→ **Direction**
Give back, unchanged, each line from the one containing "Thank you for the photo. Could you tag the lamp" through the last line of the entries below.

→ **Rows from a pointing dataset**
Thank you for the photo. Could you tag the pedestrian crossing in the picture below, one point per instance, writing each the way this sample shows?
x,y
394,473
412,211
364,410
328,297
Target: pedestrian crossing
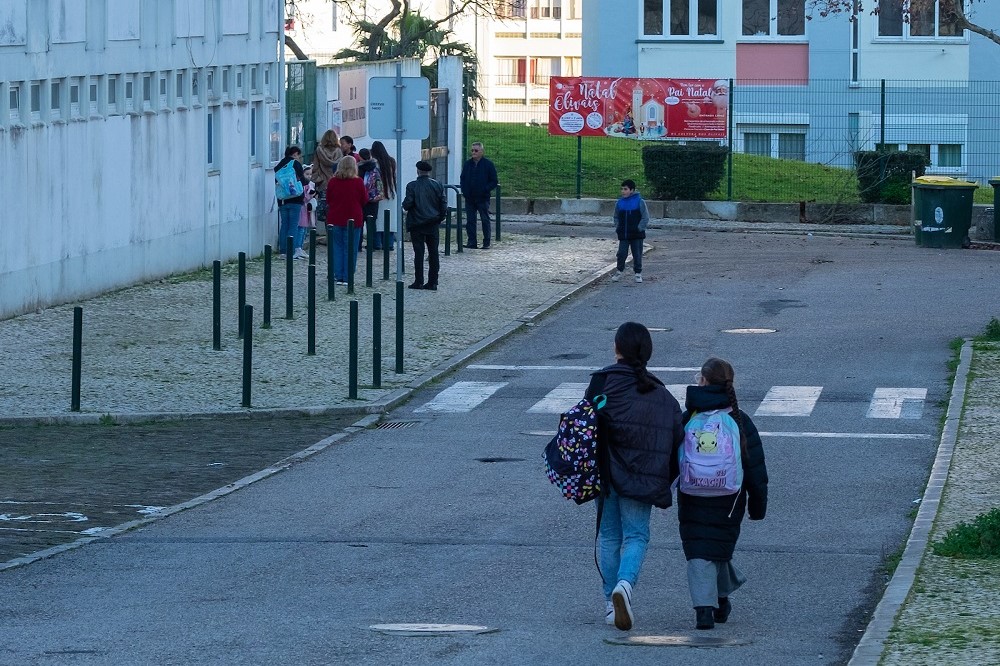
x,y
785,401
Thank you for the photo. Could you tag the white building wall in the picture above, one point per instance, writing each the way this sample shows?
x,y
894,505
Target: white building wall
x,y
98,195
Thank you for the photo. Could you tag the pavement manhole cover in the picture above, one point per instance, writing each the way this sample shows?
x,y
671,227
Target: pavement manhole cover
x,y
396,425
430,629
678,641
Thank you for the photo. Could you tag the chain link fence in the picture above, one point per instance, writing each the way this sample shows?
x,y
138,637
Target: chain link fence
x,y
789,141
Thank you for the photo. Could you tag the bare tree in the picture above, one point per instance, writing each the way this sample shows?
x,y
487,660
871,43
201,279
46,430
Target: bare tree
x,y
959,13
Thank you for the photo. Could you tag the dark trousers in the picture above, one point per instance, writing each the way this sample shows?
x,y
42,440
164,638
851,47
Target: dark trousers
x,y
636,246
481,206
427,237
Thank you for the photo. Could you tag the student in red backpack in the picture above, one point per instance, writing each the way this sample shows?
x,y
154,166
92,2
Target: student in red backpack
x,y
710,526
639,429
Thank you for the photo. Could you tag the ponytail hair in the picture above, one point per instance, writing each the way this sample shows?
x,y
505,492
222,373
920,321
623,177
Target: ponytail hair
x,y
720,373
635,346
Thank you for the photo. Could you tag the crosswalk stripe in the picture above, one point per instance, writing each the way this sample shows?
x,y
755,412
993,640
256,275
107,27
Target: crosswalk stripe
x,y
461,397
559,399
895,403
789,401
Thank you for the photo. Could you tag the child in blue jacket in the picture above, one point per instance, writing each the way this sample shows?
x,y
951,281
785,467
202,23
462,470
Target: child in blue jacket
x,y
631,220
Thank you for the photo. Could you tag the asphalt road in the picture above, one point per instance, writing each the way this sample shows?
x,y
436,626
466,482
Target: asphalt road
x,y
415,524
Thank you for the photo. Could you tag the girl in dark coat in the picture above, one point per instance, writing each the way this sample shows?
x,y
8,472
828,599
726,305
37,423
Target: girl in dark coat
x,y
640,429
710,526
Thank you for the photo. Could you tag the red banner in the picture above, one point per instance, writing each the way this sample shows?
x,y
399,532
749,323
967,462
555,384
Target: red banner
x,y
643,109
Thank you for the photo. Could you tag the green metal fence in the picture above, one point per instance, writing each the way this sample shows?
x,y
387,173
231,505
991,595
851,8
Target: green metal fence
x,y
789,141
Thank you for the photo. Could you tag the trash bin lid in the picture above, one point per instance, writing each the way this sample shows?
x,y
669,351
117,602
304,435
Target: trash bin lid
x,y
943,181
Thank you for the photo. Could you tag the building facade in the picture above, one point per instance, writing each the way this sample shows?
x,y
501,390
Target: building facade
x,y
819,88
137,139
527,42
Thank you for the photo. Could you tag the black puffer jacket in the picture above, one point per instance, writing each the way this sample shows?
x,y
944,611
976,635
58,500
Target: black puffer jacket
x,y
638,434
710,526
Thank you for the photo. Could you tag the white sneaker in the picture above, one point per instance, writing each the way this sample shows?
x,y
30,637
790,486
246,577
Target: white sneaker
x,y
622,600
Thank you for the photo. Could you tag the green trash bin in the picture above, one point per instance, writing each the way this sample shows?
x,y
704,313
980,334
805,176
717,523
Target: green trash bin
x,y
995,182
942,211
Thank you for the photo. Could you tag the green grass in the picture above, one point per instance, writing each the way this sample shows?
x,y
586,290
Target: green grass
x,y
531,163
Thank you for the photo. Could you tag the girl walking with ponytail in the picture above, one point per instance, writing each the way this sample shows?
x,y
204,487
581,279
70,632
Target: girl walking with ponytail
x,y
710,525
639,431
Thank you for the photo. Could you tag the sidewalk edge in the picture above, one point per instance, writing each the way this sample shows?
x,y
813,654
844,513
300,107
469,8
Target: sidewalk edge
x,y
872,644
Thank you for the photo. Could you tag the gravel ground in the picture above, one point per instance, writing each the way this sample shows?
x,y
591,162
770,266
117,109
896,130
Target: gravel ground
x,y
951,616
149,348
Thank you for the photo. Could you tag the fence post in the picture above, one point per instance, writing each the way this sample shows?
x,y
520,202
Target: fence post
x,y
579,168
267,287
74,402
352,368
242,289
247,352
217,305
729,131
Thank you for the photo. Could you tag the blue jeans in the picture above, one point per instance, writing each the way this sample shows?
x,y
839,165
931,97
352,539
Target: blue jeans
x,y
622,540
344,252
288,216
636,246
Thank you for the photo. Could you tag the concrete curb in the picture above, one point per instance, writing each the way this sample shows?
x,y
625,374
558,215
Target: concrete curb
x,y
872,644
374,412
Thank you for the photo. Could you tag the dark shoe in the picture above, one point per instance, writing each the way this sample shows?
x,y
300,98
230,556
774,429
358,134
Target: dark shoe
x,y
704,618
721,613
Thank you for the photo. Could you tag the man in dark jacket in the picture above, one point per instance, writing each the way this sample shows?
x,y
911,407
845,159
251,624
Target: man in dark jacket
x,y
478,180
426,206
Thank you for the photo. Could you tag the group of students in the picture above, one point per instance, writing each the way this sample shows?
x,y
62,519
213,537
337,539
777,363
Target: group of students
x,y
342,184
640,456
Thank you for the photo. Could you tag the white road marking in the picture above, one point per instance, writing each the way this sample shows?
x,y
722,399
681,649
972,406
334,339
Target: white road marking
x,y
586,368
894,403
789,401
461,397
847,435
559,399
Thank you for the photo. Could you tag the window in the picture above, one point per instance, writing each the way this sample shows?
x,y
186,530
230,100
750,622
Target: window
x,y
681,18
924,21
782,18
792,147
757,143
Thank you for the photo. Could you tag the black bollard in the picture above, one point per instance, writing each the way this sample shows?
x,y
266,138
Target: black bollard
x,y
267,287
331,289
377,340
447,233
311,351
458,223
217,305
247,352
242,290
385,245
351,252
289,277
74,402
399,326
370,224
352,372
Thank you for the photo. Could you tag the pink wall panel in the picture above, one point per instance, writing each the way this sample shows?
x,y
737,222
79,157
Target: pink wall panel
x,y
778,62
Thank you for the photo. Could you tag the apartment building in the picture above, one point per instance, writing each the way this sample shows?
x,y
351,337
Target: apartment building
x,y
527,42
137,139
818,88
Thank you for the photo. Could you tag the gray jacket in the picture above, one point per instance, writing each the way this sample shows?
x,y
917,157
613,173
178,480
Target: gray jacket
x,y
425,203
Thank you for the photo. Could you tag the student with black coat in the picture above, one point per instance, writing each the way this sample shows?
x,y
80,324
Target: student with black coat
x,y
710,526
639,429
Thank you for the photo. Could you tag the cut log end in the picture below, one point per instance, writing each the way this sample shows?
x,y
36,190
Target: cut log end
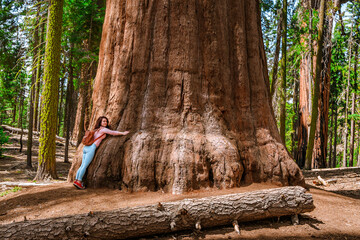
x,y
166,217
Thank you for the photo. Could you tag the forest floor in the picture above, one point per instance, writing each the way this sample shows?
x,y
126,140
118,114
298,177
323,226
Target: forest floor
x,y
336,216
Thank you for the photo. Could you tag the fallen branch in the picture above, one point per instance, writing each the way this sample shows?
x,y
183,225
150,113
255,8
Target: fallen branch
x,y
24,184
166,217
25,131
323,182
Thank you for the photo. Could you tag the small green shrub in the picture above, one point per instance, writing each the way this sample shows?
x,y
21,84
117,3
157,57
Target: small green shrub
x,y
14,189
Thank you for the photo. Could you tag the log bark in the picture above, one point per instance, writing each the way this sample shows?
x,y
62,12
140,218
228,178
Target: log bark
x,y
166,217
194,93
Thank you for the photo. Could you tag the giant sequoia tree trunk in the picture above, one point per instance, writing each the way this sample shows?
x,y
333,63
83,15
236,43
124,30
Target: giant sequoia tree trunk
x,y
189,80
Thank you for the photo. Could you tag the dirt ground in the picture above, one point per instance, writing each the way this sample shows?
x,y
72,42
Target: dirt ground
x,y
336,216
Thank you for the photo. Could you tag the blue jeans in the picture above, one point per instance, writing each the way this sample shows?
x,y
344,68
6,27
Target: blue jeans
x,y
88,155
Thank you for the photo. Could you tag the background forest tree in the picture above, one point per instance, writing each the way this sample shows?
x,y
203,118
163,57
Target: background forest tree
x,y
23,39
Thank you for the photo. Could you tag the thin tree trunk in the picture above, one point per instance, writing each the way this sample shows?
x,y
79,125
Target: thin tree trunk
x,y
305,89
276,57
333,160
321,135
358,148
345,132
38,82
14,110
352,131
331,136
60,107
47,149
32,90
283,73
69,93
296,120
314,114
352,123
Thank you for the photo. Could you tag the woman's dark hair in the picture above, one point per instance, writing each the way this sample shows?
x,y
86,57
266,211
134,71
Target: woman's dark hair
x,y
98,122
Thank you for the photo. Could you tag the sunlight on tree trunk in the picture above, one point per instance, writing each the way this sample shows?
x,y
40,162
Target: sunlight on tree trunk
x,y
190,83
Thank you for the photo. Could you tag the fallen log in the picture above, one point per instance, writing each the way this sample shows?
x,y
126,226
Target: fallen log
x,y
166,217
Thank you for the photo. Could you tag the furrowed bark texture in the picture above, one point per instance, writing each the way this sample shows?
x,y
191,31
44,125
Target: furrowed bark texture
x,y
194,93
47,149
166,217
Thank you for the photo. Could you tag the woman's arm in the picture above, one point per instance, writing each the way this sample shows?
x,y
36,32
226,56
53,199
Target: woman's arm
x,y
111,132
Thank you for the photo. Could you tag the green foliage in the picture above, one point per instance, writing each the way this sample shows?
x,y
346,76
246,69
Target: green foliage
x,y
14,189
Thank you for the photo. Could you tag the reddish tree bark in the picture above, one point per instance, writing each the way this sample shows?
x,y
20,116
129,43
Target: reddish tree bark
x,y
321,134
194,93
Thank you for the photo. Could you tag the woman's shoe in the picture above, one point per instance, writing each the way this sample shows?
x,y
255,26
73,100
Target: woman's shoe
x,y
79,184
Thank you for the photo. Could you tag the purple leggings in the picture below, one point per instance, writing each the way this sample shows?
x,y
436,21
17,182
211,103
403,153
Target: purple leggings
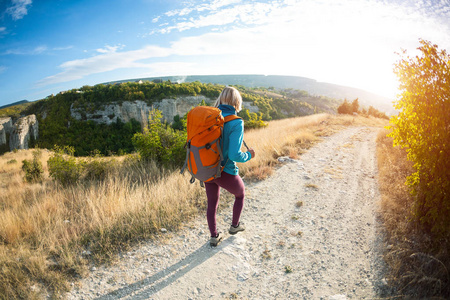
x,y
234,185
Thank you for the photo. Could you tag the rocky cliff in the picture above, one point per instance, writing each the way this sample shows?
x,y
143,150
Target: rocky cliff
x,y
23,130
5,128
139,110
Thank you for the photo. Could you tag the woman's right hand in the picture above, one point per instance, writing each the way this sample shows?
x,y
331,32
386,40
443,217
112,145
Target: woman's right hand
x,y
252,152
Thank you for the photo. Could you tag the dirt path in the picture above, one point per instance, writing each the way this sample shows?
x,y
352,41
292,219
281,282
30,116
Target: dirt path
x,y
312,233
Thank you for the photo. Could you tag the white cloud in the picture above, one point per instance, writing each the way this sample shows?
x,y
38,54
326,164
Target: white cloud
x,y
110,49
37,50
349,42
76,69
18,9
215,5
62,48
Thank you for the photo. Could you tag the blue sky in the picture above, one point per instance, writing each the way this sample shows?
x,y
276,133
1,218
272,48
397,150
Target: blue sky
x,y
48,46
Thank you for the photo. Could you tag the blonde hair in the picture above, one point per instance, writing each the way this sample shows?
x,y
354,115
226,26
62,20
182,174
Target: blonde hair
x,y
230,96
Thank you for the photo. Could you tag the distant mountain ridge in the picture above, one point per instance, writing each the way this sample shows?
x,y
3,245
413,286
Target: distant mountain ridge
x,y
312,86
13,104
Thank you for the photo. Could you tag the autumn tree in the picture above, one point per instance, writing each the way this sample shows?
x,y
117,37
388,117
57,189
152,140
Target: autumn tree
x,y
345,108
423,128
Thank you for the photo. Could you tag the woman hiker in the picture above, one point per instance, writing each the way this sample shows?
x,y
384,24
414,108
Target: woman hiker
x,y
229,102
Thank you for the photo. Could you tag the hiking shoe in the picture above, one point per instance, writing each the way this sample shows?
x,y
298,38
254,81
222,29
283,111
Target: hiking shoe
x,y
234,230
215,240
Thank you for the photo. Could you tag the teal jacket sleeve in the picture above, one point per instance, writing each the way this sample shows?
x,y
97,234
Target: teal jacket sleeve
x,y
236,137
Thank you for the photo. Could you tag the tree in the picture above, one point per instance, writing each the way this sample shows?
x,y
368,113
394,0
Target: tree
x,y
345,108
423,128
160,142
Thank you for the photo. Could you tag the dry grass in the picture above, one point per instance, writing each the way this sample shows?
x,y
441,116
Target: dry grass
x,y
419,266
292,137
49,233
44,228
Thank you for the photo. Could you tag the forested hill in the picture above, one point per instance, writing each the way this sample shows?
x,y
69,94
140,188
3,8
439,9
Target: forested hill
x,y
58,126
279,82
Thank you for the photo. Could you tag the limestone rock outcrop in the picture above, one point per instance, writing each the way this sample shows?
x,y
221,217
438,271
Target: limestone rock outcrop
x,y
5,128
23,130
139,110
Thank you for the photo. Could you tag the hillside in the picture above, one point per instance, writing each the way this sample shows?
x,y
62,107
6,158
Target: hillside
x,y
312,232
313,87
106,116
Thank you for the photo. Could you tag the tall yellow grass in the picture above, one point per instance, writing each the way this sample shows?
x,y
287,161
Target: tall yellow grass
x,y
45,228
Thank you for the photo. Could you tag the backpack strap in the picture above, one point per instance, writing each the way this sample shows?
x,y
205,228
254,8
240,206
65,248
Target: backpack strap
x,y
231,118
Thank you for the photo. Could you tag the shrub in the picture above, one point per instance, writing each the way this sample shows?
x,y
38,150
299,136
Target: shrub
x,y
345,108
33,168
422,127
160,142
97,168
252,120
63,167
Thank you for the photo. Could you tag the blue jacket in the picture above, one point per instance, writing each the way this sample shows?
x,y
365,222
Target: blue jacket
x,y
233,135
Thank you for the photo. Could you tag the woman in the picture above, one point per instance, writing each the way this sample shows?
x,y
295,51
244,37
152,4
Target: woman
x,y
229,102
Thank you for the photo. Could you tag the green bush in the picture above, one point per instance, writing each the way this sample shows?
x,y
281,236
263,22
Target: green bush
x,y
33,168
252,120
96,167
63,167
423,128
160,142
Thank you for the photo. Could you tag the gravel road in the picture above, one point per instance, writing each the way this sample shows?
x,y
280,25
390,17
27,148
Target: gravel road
x,y
312,233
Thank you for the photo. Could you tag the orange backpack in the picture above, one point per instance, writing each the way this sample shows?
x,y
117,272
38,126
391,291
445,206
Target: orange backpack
x,y
204,147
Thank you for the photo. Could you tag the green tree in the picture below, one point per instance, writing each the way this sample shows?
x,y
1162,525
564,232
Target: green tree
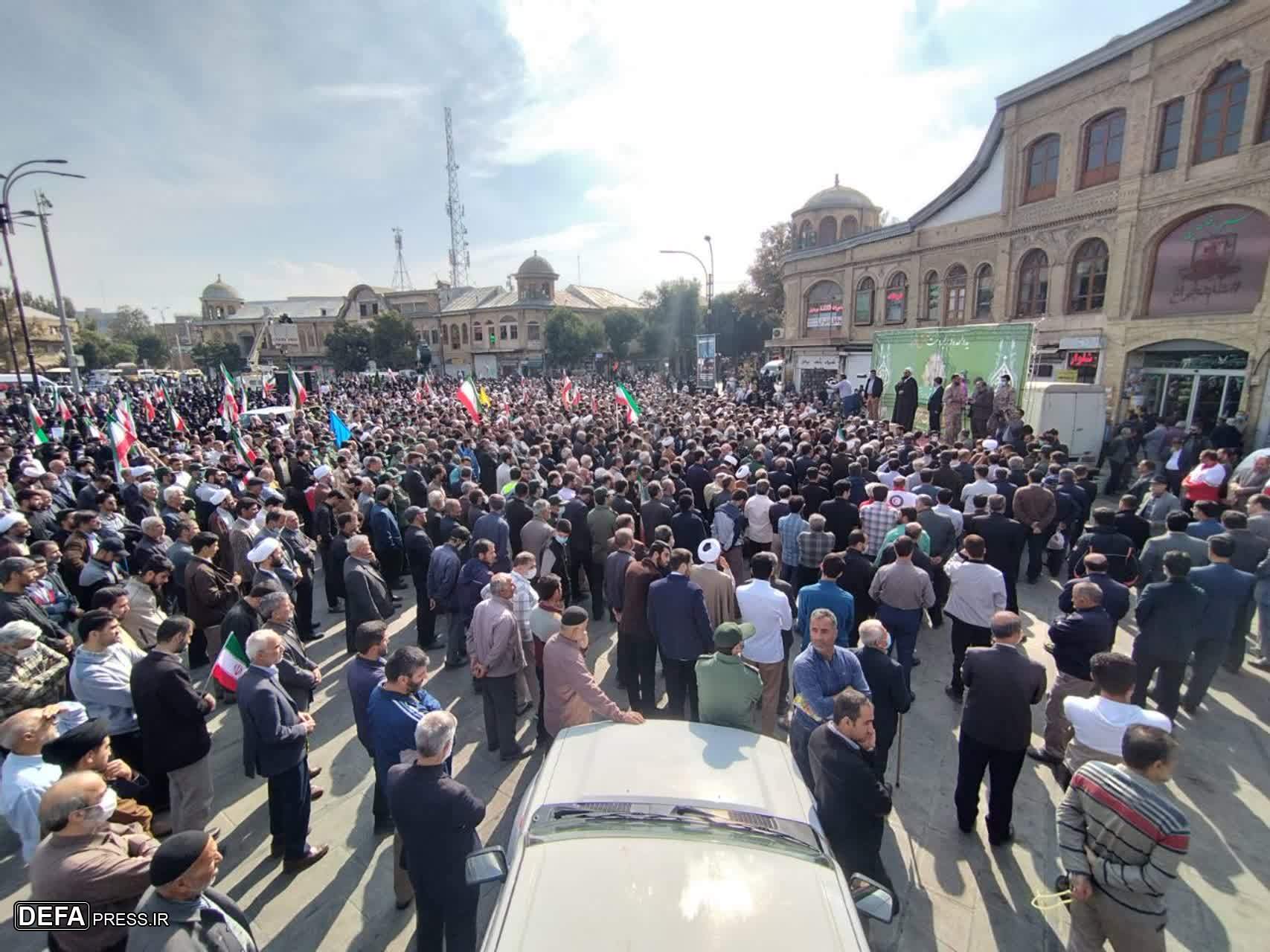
x,y
211,355
99,350
621,328
348,347
393,341
153,350
571,341
763,295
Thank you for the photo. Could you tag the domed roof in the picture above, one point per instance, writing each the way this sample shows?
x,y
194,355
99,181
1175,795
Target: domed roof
x,y
536,267
220,291
837,197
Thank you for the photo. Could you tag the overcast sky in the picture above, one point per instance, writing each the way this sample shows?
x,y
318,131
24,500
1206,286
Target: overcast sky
x,y
278,144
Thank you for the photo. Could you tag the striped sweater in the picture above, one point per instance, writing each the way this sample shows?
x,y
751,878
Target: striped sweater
x,y
1124,832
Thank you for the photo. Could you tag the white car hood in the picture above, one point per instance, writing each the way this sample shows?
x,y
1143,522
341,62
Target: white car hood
x,y
672,892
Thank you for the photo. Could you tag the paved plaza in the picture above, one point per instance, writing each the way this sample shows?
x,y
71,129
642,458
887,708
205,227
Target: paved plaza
x,y
958,894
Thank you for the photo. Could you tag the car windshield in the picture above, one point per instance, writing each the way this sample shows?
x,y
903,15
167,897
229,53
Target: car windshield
x,y
564,820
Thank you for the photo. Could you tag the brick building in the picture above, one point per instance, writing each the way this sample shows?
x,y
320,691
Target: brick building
x,y
1120,202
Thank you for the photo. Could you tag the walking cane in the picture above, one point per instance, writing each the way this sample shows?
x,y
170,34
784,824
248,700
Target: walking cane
x,y
899,750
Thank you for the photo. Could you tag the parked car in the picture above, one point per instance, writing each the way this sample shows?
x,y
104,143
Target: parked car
x,y
671,835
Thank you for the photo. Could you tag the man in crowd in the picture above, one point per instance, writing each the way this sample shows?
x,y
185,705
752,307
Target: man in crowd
x,y
851,800
497,657
437,820
1122,838
821,670
679,621
1002,684
173,721
571,692
1074,639
276,745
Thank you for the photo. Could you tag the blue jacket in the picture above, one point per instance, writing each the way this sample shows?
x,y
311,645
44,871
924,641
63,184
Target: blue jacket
x,y
826,594
1228,594
679,620
391,720
385,533
273,738
362,678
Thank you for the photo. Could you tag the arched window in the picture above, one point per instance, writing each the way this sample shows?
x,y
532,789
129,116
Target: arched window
x,y
1221,113
1104,141
823,309
934,289
897,298
1033,285
828,233
864,301
954,282
1042,169
984,287
1088,277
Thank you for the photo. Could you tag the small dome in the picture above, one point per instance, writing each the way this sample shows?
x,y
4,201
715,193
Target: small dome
x,y
220,291
536,267
837,197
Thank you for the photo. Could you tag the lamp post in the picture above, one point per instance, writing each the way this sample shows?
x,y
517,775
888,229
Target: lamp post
x,y
7,229
708,272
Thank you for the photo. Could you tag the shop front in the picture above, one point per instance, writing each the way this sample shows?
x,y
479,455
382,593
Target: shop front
x,y
1196,382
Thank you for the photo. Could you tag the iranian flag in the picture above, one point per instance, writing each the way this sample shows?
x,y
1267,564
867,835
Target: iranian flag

→ **Complete output**
Thank you for the photo. Could you tag the lamp post in the picture above, one point per instance, writing each the way this sample shows?
x,y
517,775
888,229
Target: lamp post
x,y
7,229
708,272
Thank you for the photo. Could you tag the shop front in the picture above, one point per instance, writing each the way this sample shows?
x,y
479,455
382,593
Target: shop front
x,y
1196,382
Thank you for the photo. Could you tag the iranian flag in the picture above, one point per instance, writing each the way this sample shows?
x,y
1267,564
867,835
Target: iranian flag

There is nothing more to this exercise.